→ **Written instruction**
Can you recast the records below as a two-column CSV with the headers "prompt" and "points", one row per record? Put each record's text and its answer in a single quoted field, with line breaks changed to spaces.

BEGIN Input

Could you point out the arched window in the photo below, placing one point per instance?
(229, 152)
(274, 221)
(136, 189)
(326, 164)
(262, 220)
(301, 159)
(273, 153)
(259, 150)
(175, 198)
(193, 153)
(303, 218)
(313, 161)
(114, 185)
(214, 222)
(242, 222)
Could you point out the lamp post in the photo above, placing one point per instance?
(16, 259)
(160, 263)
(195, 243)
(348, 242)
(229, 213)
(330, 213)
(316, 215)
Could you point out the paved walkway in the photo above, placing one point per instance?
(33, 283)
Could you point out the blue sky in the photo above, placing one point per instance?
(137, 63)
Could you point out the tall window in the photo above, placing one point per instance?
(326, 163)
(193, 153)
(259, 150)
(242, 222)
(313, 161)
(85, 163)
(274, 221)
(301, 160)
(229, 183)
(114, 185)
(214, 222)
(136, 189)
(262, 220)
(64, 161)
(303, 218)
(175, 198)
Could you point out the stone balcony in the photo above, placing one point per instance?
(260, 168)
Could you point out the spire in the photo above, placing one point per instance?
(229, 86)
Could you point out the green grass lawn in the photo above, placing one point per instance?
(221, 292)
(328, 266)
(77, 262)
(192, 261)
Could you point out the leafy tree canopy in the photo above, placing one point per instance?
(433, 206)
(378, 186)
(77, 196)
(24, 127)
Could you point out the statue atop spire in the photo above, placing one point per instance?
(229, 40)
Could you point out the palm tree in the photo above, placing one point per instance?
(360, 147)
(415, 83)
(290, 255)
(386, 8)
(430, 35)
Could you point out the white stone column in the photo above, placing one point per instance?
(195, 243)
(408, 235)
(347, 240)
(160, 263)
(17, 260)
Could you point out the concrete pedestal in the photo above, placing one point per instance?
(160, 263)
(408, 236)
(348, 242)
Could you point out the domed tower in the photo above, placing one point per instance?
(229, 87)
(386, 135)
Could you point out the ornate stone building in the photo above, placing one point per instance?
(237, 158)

END Input

→ **Right answer**
prompt,points
"Could you point out the arched window in the photo below, placing one point per instance?","(229, 152) (274, 221) (136, 189) (326, 164) (262, 220) (301, 159) (273, 153) (259, 150) (175, 198) (193, 153) (303, 218) (313, 161) (114, 185) (214, 222) (242, 222)"
"Could you point out the lamp post in the photo above, placing one point per instance?","(16, 259) (160, 263) (195, 243) (348, 242) (229, 213) (330, 213) (316, 215)"
"Could you point out the paved walkway in the photo above, placing one point per instance?","(33, 283)"
"Could you point out the blue sky in the photo above, placing one point per instance?","(137, 63)"
"Could you point out the tall window in the photo above, placing one point per instance?","(326, 163) (193, 153) (259, 150) (242, 222) (313, 161) (85, 163) (274, 221) (301, 160) (229, 183) (114, 185) (214, 222) (136, 189) (262, 220) (64, 161) (303, 218) (175, 198)"
"Could you point out the stone balcony in the photo above, placing one point per instance?","(260, 168)"
"Could you point out the spire in the photo above, placing one point per instance?","(229, 86)"
"Could you point out the green grass lawn in the photo above, placing one point per instance?","(221, 292) (328, 266) (77, 262) (192, 261)"
"Could you point out the leafy tree canopy in the photo above, placing one point per instance?","(433, 206) (378, 186) (77, 196) (24, 127)"
"Could you point out the statue atop spire in the photo above, placing one point per instance?","(229, 40)"
"Could you point out the palm tree in the photo above, placing one point per instance?","(360, 147) (415, 83) (290, 255) (386, 8) (430, 35)"
"Could you point out the white stone column in the photo above, placing one point per instance?","(195, 243) (408, 235) (347, 240) (160, 263) (17, 260)"
"Could you point out the concrete pedestal in the photo above, placing one point per instance?","(160, 263) (408, 236) (348, 242)"
"Could you point out the domed tower in the photo above, placing one point per instance?","(229, 87) (386, 135)"
"Could you point out the ornate stone building in the photo above, placing one point per instance?","(237, 158)"